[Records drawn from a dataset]
*** Block opens ***

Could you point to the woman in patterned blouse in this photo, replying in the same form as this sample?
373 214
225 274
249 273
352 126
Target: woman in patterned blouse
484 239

*** Block closes ***

Return the data in full, with each line kept exactly as it is.

Could you point to the woman in patterned blouse in this photo, replying in the same form as this sample?
373 214
225 274
249 273
352 126
Target: woman in patterned blouse
484 239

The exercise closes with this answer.